Natural-language object grounding data
━━━━━━━━

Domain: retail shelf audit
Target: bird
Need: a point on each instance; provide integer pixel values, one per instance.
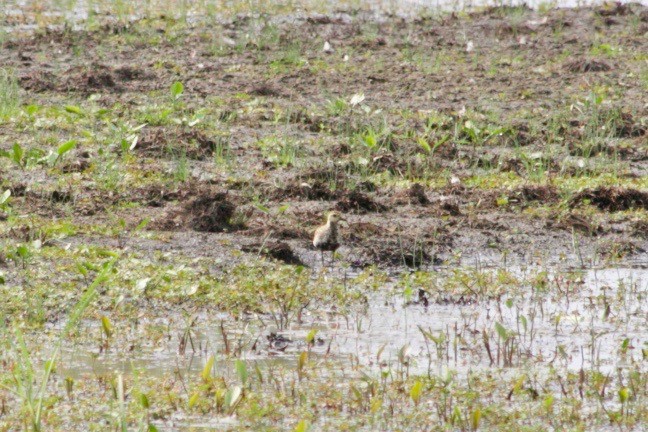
(326, 236)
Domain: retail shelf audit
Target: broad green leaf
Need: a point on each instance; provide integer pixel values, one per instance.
(17, 153)
(415, 391)
(177, 88)
(74, 109)
(193, 399)
(302, 426)
(106, 326)
(424, 145)
(303, 358)
(144, 400)
(501, 331)
(241, 369)
(624, 395)
(310, 337)
(475, 419)
(206, 373)
(66, 147)
(5, 196)
(232, 396)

━━━━━━━━

■ What is expected ■
Each line that includes the string "Target" should be copied from the data.

■ Solution for this task ■
Target: bird
Target: broad green leaf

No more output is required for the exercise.